WHAT TO WORK ON:
Keep only the lines that hold the string "white", filtering out the rest of the entries below.

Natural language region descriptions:
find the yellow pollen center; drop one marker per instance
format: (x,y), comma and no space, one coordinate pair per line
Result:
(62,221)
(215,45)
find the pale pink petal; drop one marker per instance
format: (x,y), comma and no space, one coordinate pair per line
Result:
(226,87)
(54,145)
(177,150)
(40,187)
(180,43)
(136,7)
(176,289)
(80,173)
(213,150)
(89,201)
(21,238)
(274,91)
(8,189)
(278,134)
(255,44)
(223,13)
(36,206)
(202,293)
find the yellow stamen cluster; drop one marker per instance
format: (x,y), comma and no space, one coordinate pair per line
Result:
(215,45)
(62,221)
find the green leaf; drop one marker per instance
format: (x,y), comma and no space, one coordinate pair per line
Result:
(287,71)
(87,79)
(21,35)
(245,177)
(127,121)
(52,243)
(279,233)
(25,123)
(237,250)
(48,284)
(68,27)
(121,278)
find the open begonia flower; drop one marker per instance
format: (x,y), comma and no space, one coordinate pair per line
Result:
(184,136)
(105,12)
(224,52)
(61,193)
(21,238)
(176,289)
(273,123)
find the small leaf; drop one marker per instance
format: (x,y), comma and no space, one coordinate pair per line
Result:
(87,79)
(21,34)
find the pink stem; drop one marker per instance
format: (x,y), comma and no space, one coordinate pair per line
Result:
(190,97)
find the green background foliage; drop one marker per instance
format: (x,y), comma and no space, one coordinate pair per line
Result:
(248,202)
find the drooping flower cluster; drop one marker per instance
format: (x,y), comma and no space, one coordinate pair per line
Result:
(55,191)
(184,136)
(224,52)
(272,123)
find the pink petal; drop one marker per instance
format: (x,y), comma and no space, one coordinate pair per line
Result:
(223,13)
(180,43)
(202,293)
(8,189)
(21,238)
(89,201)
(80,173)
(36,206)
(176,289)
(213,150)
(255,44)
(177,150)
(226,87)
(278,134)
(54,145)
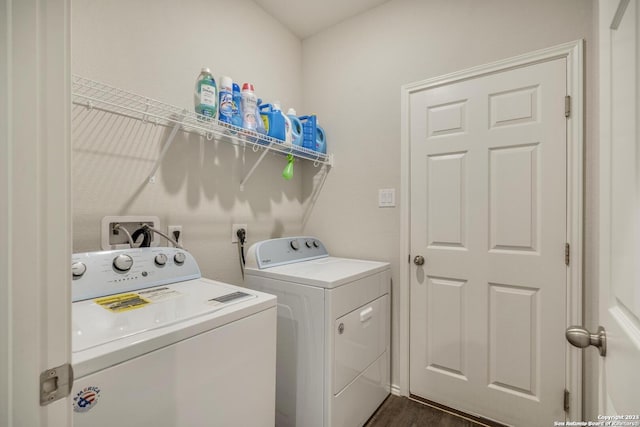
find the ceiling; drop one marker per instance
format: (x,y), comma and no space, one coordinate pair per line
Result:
(307,17)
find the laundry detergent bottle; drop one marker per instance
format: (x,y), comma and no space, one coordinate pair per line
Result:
(273,120)
(296,127)
(204,95)
(226,99)
(249,106)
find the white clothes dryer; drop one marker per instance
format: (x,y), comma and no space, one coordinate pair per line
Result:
(333,363)
(154,344)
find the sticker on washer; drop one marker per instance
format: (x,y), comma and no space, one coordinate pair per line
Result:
(159,294)
(86,399)
(122,302)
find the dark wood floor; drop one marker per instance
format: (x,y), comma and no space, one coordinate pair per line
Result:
(404,412)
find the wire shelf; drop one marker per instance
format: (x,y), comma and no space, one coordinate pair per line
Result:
(93,94)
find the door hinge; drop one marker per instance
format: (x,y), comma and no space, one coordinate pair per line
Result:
(55,384)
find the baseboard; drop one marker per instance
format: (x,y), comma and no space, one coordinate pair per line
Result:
(473,418)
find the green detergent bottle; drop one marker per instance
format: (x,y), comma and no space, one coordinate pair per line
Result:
(204,95)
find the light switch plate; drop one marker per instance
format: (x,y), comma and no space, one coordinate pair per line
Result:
(387,197)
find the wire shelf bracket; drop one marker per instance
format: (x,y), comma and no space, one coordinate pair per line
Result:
(167,144)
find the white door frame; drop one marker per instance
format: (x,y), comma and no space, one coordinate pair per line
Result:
(35,206)
(573,52)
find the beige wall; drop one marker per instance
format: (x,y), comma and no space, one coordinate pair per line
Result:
(157,48)
(352,74)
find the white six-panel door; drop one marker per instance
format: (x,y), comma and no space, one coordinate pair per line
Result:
(619,207)
(488,212)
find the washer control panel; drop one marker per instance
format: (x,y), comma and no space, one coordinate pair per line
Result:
(270,253)
(97,274)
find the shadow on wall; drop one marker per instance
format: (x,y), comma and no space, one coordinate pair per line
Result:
(112,152)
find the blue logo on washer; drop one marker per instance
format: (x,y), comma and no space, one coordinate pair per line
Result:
(86,399)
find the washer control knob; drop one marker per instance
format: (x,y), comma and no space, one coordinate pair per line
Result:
(160,260)
(179,258)
(123,262)
(78,269)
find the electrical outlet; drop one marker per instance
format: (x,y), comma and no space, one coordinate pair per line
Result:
(171,229)
(234,232)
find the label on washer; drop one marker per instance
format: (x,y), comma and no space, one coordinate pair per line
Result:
(122,302)
(159,294)
(224,299)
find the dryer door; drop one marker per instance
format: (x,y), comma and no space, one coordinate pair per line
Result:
(360,337)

YOUR RESPONSE:
find the white clothes dryer; drop one marker per instance
find the white door frame; drop one marker per instance
find the white six-panel door; drop one marker per instance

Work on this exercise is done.